§ **Dataset items**
>> start
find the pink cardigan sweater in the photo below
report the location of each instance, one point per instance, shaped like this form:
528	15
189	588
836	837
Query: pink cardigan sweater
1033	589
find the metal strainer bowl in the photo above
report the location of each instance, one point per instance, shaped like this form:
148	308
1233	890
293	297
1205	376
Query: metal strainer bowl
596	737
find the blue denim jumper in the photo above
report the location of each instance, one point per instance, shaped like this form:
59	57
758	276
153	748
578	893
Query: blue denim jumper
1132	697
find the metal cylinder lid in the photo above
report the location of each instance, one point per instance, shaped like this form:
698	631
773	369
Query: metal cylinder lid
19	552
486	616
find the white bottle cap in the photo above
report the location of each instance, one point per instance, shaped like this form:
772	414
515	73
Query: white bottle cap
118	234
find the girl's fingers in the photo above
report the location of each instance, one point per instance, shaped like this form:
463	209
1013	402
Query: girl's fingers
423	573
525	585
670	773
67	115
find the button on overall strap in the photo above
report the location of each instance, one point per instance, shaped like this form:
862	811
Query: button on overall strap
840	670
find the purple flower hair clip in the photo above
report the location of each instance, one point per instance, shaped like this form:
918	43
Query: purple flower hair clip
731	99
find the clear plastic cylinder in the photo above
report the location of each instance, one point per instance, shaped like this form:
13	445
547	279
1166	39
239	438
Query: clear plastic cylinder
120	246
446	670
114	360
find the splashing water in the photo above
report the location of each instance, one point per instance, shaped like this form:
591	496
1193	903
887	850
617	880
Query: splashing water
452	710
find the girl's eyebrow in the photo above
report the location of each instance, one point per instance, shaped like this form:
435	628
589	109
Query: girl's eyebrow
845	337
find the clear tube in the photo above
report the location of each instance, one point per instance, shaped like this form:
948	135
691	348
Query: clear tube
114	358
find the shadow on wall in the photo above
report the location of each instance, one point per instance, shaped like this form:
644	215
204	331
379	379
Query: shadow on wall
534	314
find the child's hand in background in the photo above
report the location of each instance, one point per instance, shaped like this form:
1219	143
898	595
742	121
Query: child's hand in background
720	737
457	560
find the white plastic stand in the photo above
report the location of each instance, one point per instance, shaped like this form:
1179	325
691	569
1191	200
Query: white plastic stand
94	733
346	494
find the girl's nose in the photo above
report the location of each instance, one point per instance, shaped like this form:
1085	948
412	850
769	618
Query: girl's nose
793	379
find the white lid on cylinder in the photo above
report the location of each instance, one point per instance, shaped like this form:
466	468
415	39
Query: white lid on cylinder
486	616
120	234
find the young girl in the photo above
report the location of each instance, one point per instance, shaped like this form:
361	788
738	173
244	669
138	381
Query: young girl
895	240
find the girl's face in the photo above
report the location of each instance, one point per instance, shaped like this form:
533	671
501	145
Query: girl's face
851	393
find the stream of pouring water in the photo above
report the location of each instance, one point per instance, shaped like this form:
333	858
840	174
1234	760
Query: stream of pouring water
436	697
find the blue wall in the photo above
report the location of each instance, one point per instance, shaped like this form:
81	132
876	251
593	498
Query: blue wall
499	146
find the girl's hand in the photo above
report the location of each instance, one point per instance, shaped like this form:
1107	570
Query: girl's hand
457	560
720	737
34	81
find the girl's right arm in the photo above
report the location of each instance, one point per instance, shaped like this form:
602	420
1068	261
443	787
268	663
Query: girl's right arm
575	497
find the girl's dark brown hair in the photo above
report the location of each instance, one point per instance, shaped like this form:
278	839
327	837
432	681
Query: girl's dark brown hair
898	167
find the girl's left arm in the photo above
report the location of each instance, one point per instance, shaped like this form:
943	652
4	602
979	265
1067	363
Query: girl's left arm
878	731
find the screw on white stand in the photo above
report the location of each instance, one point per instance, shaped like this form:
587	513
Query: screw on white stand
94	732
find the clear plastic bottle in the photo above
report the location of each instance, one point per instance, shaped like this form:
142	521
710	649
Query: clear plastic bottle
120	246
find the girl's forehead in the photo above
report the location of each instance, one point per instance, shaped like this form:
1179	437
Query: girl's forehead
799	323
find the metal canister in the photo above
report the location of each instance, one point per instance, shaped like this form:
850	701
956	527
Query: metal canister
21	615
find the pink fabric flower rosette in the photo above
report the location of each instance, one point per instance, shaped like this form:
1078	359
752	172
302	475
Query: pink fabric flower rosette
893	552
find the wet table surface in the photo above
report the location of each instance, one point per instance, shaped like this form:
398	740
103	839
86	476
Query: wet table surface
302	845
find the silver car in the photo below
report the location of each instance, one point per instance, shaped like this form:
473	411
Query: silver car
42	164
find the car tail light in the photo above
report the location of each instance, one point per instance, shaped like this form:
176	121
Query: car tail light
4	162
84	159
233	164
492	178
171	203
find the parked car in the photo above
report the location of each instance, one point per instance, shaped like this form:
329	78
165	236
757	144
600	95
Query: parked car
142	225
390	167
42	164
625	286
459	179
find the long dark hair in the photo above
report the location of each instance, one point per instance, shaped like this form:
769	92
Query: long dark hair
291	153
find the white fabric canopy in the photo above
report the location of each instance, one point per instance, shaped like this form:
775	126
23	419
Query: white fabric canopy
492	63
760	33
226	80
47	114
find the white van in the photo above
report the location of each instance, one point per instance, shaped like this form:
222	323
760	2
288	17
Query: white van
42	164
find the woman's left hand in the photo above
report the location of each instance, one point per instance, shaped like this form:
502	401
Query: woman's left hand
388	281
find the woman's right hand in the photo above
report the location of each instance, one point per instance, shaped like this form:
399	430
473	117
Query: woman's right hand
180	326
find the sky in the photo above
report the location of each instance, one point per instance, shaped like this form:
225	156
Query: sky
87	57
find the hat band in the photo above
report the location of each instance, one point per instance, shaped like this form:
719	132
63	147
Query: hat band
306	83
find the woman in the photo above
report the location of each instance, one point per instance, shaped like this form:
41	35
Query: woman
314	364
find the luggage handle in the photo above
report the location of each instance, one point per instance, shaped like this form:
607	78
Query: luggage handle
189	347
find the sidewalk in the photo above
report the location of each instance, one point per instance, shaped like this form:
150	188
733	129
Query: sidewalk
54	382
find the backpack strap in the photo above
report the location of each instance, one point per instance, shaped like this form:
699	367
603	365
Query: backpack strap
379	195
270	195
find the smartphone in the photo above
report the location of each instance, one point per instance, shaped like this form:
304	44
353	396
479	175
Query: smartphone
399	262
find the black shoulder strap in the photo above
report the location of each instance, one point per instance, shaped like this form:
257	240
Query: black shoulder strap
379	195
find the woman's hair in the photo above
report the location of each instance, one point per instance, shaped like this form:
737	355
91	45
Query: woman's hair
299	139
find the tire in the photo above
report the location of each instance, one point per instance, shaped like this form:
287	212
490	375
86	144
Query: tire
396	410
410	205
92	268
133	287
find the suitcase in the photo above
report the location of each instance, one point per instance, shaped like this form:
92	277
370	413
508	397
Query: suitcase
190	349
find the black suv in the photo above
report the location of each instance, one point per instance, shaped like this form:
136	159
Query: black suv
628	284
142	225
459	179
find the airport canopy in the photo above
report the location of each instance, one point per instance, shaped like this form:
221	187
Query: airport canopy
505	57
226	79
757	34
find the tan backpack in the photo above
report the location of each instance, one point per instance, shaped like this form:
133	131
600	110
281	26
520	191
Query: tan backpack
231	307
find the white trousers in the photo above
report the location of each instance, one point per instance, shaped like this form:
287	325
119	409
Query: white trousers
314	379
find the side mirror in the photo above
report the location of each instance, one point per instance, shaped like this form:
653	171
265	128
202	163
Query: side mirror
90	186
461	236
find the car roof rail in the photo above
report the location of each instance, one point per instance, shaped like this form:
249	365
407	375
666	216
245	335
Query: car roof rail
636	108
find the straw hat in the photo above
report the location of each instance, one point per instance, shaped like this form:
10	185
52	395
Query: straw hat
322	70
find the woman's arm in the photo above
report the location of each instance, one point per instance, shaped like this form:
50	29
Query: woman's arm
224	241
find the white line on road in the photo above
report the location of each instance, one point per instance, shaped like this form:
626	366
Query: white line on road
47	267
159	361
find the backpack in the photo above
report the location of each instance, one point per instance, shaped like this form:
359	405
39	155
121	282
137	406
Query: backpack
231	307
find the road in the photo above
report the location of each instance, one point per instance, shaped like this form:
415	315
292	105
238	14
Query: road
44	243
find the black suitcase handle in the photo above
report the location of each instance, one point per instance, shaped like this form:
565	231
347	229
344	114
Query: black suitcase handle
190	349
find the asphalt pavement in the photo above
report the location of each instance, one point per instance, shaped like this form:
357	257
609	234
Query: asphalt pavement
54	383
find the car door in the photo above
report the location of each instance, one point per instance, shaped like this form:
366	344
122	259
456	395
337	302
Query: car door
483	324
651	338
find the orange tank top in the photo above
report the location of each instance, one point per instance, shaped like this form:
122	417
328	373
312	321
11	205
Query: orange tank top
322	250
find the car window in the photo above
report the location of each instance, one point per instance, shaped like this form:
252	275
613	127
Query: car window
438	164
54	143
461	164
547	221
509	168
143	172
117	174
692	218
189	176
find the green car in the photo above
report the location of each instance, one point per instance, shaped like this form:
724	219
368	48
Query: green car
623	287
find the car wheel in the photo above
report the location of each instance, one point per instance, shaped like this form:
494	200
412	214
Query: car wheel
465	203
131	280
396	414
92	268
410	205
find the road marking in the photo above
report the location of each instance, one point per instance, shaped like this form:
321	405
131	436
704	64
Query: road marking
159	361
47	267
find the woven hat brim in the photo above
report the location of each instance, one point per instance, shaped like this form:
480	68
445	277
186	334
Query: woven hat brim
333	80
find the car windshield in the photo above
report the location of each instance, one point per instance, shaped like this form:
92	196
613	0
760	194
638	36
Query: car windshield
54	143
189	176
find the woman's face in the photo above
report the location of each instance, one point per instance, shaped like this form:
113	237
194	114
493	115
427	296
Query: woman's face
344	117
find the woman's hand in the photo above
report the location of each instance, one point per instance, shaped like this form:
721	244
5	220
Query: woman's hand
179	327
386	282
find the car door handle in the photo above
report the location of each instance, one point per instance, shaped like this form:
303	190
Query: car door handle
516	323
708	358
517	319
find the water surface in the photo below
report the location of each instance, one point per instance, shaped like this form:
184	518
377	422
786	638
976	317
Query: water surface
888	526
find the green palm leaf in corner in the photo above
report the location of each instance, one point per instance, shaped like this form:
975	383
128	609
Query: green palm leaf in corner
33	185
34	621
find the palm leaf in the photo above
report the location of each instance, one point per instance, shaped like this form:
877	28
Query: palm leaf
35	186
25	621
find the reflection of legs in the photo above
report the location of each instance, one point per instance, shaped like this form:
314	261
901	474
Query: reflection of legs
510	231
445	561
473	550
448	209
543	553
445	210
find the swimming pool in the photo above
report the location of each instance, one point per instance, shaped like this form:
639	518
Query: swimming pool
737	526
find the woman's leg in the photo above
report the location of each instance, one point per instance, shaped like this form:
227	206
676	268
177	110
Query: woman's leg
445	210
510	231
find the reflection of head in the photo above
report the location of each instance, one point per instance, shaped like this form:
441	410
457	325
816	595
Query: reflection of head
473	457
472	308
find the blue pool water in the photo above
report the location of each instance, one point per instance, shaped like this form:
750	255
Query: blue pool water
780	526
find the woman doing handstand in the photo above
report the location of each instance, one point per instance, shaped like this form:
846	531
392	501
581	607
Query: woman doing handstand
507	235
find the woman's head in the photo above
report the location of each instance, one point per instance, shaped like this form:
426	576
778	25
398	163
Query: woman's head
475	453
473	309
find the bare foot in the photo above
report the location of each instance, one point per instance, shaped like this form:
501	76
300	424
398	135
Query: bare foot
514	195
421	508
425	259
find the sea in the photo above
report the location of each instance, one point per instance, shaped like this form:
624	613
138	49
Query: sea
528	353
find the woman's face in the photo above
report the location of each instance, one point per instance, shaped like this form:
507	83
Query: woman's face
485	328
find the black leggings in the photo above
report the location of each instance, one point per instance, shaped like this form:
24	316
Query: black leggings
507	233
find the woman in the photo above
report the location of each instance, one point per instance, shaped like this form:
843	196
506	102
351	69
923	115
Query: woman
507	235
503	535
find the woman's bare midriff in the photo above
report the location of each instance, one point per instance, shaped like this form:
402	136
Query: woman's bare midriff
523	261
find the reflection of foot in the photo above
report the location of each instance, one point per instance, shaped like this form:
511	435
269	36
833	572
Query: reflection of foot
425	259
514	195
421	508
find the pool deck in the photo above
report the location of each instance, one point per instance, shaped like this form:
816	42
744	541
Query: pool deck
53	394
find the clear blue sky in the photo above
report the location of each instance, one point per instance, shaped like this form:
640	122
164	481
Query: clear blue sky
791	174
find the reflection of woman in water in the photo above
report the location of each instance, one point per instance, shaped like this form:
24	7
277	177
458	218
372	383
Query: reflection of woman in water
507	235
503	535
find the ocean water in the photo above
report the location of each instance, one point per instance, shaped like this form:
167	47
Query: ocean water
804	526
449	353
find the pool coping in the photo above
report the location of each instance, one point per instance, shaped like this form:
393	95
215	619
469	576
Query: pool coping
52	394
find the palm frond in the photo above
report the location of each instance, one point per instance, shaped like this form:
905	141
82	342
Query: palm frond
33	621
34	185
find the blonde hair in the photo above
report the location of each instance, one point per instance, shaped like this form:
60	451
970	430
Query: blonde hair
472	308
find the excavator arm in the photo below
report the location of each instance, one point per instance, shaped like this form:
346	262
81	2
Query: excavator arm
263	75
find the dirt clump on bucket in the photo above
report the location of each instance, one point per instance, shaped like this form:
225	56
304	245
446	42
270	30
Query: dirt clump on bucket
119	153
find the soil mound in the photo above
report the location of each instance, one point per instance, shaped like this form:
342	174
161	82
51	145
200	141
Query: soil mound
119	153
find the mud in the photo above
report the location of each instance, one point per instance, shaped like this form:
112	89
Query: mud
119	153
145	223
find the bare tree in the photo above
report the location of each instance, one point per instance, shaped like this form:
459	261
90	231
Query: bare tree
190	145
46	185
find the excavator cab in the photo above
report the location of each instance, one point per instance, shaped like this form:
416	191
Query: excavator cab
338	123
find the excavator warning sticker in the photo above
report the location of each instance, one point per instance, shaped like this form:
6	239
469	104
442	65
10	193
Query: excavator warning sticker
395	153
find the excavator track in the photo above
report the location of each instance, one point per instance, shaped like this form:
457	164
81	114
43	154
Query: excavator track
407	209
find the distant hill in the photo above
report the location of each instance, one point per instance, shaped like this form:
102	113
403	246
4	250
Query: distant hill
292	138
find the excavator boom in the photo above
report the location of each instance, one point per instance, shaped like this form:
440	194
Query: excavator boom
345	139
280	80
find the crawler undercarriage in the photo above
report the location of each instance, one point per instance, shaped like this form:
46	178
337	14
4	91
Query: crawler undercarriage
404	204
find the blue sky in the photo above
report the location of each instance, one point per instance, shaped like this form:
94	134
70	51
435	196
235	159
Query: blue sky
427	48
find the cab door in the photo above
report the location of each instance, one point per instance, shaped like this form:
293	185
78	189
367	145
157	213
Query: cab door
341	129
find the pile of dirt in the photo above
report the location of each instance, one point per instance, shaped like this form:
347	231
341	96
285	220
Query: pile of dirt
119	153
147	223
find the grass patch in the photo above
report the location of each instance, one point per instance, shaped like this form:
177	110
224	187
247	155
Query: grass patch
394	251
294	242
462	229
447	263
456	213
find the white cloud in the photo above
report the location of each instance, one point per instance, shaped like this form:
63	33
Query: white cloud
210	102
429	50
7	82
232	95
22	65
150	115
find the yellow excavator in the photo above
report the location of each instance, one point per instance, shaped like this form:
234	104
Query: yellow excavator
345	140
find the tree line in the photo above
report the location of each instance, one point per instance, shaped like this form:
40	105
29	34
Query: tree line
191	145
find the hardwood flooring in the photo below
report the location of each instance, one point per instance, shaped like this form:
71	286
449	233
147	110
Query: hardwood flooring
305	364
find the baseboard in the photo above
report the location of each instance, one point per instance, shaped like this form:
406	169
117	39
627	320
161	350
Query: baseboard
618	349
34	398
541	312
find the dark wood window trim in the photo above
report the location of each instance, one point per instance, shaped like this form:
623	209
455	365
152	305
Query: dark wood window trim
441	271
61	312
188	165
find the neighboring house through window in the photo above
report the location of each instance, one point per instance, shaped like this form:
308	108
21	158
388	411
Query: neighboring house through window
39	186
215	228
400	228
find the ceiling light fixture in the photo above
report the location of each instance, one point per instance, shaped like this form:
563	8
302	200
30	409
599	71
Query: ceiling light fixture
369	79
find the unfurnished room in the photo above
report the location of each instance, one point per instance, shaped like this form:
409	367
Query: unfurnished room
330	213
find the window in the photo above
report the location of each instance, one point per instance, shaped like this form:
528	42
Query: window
>> end
§ **Goal**
Everything from the line with "find the grass patch in the photo above" through the last line of the material above should be echoed exactly, and nothing else.

§ **Full solution**
find the grass patch in the photo above
report the location of each instance, one point per instance, shaped like this form:
177	110
224	187
247	155
Query: grass patch
394	251
294	242
462	229
447	263
456	213
find the white cloud in the photo above
report the location of each instance, one point per instance, shaped like this form:
63	33
Query: white cloud
210	102
429	50
7	82
232	95
22	65
150	115
find the yellow excavator in the photo above
report the location of each instance, one point per instance, shaped like this form:
234	104
Query: yellow excavator
345	140
find the tree line in the photo above
report the location of each instance, one point per instance, shaped like this form:
40	105
29	34
Query: tree line
191	145
find the hardwood flooring in the photo below
report the location of each instance, one point per instance, shaped like this form:
71	286
449	233
147	110
Query: hardwood flooring
305	364
find the baseboard in the photo above
report the location of each instance, one point per instance, shaped like this form:
406	169
117	39
627	320
161	350
Query: baseboard
618	349
34	398
541	312
find the dark wood window trim in the photo above
report the location of each instance, one point per instance, shaped like this form:
623	209
455	365
152	305
Query: dark wood window trim
441	271
61	312
188	165
find the neighboring house through window in the photo above
report the location of each instance, one point per instance, shaped like this form:
308	108
21	158
388	411
Query: neighboring house through window
39	186
215	228
400	228
find the ceiling light fixture in the photo above
report the location of each instance, one point per instance, shaped like this form:
563	8
302	200
30	409
599	71
Query: ceiling light fixture
369	79
find the unfurnished room in the photo above
report the location of each instance, one point per instance, shaped like this form:
409	367
Query: unfurnished room
330	213
find the window in the photo above
report the location of each instance, one point per instance, shaped like this form:
528	42
Query: window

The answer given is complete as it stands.